Natural language region descriptions:

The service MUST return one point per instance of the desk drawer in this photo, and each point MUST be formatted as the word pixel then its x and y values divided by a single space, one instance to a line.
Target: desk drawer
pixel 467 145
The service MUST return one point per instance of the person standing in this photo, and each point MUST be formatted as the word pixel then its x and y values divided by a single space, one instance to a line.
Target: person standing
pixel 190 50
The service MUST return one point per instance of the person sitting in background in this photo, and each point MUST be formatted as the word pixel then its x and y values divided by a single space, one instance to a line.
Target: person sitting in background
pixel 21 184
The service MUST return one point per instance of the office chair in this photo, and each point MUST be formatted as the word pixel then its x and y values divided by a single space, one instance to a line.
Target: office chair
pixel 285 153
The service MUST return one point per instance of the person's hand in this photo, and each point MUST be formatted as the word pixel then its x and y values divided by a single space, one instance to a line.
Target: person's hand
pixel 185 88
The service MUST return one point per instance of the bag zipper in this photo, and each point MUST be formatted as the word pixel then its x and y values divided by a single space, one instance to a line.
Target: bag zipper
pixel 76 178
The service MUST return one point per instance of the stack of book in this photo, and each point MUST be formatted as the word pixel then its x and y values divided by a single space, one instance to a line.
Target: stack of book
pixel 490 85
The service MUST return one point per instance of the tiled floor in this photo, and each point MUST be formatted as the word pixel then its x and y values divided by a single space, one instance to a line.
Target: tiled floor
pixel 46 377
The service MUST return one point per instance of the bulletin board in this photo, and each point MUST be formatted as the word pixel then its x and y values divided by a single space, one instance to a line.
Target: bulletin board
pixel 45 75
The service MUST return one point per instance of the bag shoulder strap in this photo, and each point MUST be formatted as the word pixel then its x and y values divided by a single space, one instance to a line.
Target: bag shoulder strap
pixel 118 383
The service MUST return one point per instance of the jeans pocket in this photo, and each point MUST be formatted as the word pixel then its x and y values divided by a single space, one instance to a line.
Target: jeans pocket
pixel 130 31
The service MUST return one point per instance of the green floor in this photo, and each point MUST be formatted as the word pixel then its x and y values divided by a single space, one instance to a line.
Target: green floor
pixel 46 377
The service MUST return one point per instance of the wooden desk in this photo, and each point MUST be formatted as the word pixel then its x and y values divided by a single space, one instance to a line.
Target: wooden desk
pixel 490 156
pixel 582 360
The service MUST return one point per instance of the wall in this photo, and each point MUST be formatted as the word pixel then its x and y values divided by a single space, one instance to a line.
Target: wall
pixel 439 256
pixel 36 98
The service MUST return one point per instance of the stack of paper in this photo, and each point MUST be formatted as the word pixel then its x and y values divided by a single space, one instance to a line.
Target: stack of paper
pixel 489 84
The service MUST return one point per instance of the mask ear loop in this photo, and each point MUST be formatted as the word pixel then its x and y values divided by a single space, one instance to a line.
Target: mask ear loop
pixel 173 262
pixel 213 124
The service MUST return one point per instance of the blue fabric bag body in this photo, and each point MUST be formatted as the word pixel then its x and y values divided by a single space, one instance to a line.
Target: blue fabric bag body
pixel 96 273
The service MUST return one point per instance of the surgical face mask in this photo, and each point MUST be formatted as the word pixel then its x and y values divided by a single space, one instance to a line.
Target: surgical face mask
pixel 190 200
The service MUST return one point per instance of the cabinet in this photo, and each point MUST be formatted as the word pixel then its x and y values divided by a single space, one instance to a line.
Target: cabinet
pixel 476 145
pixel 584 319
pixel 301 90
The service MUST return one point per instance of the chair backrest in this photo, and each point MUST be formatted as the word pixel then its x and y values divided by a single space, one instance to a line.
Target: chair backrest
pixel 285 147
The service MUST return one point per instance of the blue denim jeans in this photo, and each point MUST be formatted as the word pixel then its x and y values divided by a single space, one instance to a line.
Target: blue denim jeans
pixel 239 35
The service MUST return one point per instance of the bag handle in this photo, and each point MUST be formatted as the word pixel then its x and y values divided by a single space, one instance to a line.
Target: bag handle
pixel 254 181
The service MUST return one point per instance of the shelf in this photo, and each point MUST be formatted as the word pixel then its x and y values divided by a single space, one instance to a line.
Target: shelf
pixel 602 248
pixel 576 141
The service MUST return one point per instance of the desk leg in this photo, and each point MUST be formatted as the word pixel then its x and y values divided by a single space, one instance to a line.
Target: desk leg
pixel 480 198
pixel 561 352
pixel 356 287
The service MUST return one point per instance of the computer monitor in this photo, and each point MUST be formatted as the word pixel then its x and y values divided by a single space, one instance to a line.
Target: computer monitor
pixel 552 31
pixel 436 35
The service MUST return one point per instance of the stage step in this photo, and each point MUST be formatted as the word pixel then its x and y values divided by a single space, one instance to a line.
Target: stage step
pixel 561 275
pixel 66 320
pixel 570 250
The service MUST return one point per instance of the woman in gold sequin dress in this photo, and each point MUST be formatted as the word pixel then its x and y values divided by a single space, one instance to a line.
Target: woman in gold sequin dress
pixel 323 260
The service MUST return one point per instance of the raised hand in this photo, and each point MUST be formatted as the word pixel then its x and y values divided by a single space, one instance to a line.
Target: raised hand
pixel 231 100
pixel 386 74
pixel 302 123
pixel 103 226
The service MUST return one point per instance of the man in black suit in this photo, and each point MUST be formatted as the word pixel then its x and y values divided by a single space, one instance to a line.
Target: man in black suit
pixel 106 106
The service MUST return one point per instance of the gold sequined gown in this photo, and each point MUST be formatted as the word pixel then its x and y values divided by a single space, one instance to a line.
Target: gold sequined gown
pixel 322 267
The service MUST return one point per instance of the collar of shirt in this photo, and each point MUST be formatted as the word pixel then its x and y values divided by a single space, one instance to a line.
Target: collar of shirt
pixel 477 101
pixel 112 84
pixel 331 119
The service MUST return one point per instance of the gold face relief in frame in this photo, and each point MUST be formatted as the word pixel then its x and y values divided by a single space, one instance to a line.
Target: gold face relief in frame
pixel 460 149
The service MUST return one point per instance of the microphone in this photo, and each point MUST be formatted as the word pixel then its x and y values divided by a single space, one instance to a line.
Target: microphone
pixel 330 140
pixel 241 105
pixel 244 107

WORK TO BE COMPLETED: Give the entries again exactly as they stand.

RESULT OF THIS EXERCISE:
The service MUST return one point per instance of the desk drawer in this photo, and each point MUST be formatted as the word pixel then its x and y values divided by a single space, one instance to a line.
Target: desk drawer
pixel 467 145
The service MUST return one point per instance of the person standing in this photo, and each point MUST be formatted as the word pixel then its x and y values divided by a single space, one instance to a line.
Target: person standing
pixel 190 50
The service MUST return one point per instance of the person sitting in background in this photo, and each point MUST be formatted as the word pixel then its x and y values divided by a single space, one instance to a line.
Target: person sitting in background
pixel 21 184
The service MUST return one point per instance of the office chair in this photo, and each point MUST be formatted as the word pixel then its x and y values divided by a single space, one instance to a line.
Target: office chair
pixel 285 153
The service MUST return one point per instance of the person's hand in this photo, and each point MUST be formatted as the word pixel then its x and y values divided by a single space, one instance to a line.
Target: person's hand
pixel 185 88
The service MUST return one point per instance of the bag zipper in this photo, and each point MUST be formatted as the word pixel then its x and y values divided by a single space, one instance to a line.
Target: bag zipper
pixel 76 178
The service MUST return one point per instance of the stack of book in this photo, and each point MUST be formatted as the word pixel then its x and y values divided by a single space, one instance to a line.
Target: stack of book
pixel 490 85
The service MUST return one point per instance of the tiled floor in this photo, and each point MUST be formatted as the word pixel then its x and y values divided by a single space, one instance to a line.
Target: tiled floor
pixel 46 377
The service MUST return one point per instance of the bulletin board in this photo, and each point MUST be formatted as the word pixel then its x and y values divided by a single space, one instance to a line.
Target: bulletin board
pixel 45 75
The service MUST return one point per instance of the bag shoulder strap in this photo, and each point MUST be formatted as the word pixel then its x and y values divided by a single space, one instance to a line.
Target: bag shoulder strap
pixel 118 383
The service MUST return one point per instance of the jeans pocket in this photo, and each point MUST be formatted as the word pixel then its x and y values divided by a single space, one instance to a line.
Target: jeans pocket
pixel 130 31
The service MUST return one point per instance of the green floor in this photo, and each point MUST be formatted as the word pixel then its x and y values divided by a single space, one instance to a line.
Target: green floor
pixel 46 377
The service MUST return one point per instance of the wooden desk in this photo, and each point MUST be formatted as the word pixel then its x and y values divided by a single space, one instance to a line.
Target: wooden desk
pixel 490 156
pixel 582 360
The service MUST return one point per instance of the wall in this photo, and each point MUST be formatted as the word pixel then its x and y values divided by a single space, one instance to a line.
Target: wall
pixel 439 256
pixel 36 98
The service MUST return one point per instance of the stack of paper in this photo, and each point MUST be formatted as the word pixel then its x and y values divided by a single space, one instance to a line.
Target: stack of paper
pixel 489 84
The service MUST return one point per instance of the mask ear loop in this photo, and each point MUST be formatted as the word pixel then its x and y values divided by a single space, one instance to a line.
Target: mask ear loop
pixel 173 262
pixel 213 124
The service MUST return one point per instance of the blue fabric bag body in this photo, and each point MUST be formatted as the word pixel then its x and y values divided by a single space, one instance to a line.
Target: blue fabric bag body
pixel 96 273
The service MUST return one point per instance of the surgical face mask in this photo, and each point MUST be formatted as the word pixel then its x and y values divided by a single space, one instance to a line.
Target: surgical face mask
pixel 190 200
The service MUST return one point per instance of the cabinet in this photo, and each point MUST be formatted as the word pixel then its x and y values divided by a single space, one instance to a line.
Target: cabinet
pixel 476 145
pixel 584 319
pixel 301 90
The service MUST return one point per instance of the chair backrest in this photo, and each point MUST be formatted as the word pixel then its x and y values divided by a single space, one instance to a line.
Target: chair backrest
pixel 285 147
The service MUST return one point per instance of the blue denim jeans in this photo, and each point MUST be formatted as the word pixel then its x and y values divided by a single space, one instance to a line.
Target: blue denim jeans
pixel 239 35
The service MUST return one point per instance of the bag handle in this photo, and each point MUST be formatted as the word pixel then its x and y values divided by a single space, one instance to a line.
Target: bag handle
pixel 254 181
The service MUST return one point per instance of the shelf in this photo, and each point MUST be formatted as the word pixel then its x and y values divided by a single space, one instance to a line.
Target: shelf
pixel 602 248
pixel 576 141
The service MUST return one point per instance of the desk leg in this photo, and each point MUST be formatted as the word pixel then its x and y values divided by a single space, one instance to a line.
Target: desk leg
pixel 480 198
pixel 561 352
pixel 356 287
The service MUST return one point per instance of the computer monitor in this photo, and each point MUST be formatted as the word pixel then its x and y values divided by a single space, one instance to a line.
Target: computer monitor
pixel 552 31
pixel 436 35
The service MUST return one point per instance of the stage step in this photo, and each point MUST be formatted as the word pixel then its x and y values divided by a single space, one instance to a line.
Target: stage step
pixel 561 275
pixel 66 320
pixel 570 250
The service MUST return one point per instance of the woman in gold sequin dress in this photo, and each point MUST be formatted as the word pixel then its x and y values divided by a single space, one instance to a line.
Target: woman in gold sequin dress
pixel 323 260
The service MUST return one point per instance of the raised hand in this photo, and each point MUST be formatted as the word pixel then its x and y values divided by a single space, one instance to a line.
Target: raised hand
pixel 231 100
pixel 386 74
pixel 302 123
pixel 103 226
The service MUST return one point per instance of the man in black suit in this photo, and each point MUST be formatted as the word pixel then its x and y values divided by a single space, one instance to a line.
Target: man in black suit
pixel 106 106
The service MUST return one point per instance of the gold sequined gown in this photo, and each point MUST be formatted as the word pixel then its x and y values divided by a single space, one instance to a line.
Target: gold sequined gown
pixel 322 267
The service MUST return one point per instance of the collar of shirt in this photo, and each point MUST be formatted as the word pixel then its x and y values divided by a single space, one instance to a line.
Target: collar of shirt
pixel 477 101
pixel 112 84
pixel 331 119
The service MUST return one point per instance of the gold face relief in frame in this photo, and each point MUST be formatted as the word pixel then its x and y values divided by a single space, one instance to a line.
Target: gold face relief in frame
pixel 460 149
The service MUST return one point per instance of the microphone in this photo, and each point MUST be formatted as the word pixel then its x and y values divided by a single space, one instance to a line.
Target: microphone
pixel 330 140
pixel 241 105
pixel 244 107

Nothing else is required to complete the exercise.